» Reading text
I tried the approach that was taught for solving inequalities in general, and solved first for x when the part enclosed in absolute value signs is $\geq 1$, and then solved for when it is $\leq -1$, but plugging in numbers for the resulting domain $[-4, -2]$ back into the original inequality resulted in some answers that were not $\geq 1$.

Where have I gone wrong in trying to solve this inequality? How is this different from solving an inequality like $\left|\frac{3}{x + 1}\right| \geq 1$?

EDIT: Okay, since I'm clearly messing this up horribly(and now realize that I was absent-mindedly taking the intersection and not the union of my results in spite of having not mixed up the two many times before), I'll edit with the specifics of the solution I was trying and which had me confused before I asked the question. So:

$\left|\frac{2x + 5}{x + 1}\right| \geq 1$

Meaning 1: $\frac{2x + 5}{x + 1} \geq 1$ or 2: $\frac{2x + 5}{x + 1} \leq -1$

Tackling the first: multiplied 1 by $x + 1$, forgetting to account for the fact that $x + 1$ could potentially be negative: $2x + 5 \geq x + 1$, then rearrange for $x \geq -4$.

» Material supplied
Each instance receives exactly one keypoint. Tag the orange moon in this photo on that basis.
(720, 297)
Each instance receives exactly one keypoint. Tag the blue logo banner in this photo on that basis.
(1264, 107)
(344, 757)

» Task details
Return the passage from the absolute-value inequality post between "EDIT: Okay, since" and "for $x \geq -4$.", inclusive, copied word for word.

» Task solution
EDIT: Okay, since I'm clearly messing this up horribly(and now realize that I was absent-mindedly taking the intersection and not the union of my results in spite of having not mixed up the two many times before), I'll edit with the specifics of the solution I was trying and which had me confused before I asked the question. So:

$\left|\frac{2x + 5}{x + 1}\right| \geq 1$

Meaning 1: $\frac{2x + 5}{x + 1} \geq 1$ or 2: $\frac{2x + 5}{x + 1} \leq -1$

Tackling the first: multiplied 1 by $x + 1$, forgetting to account for the fact that $x + 1$ could potentially be negative: $2x + 5 \geq x + 1$, then rearrange for $x \geq -4$.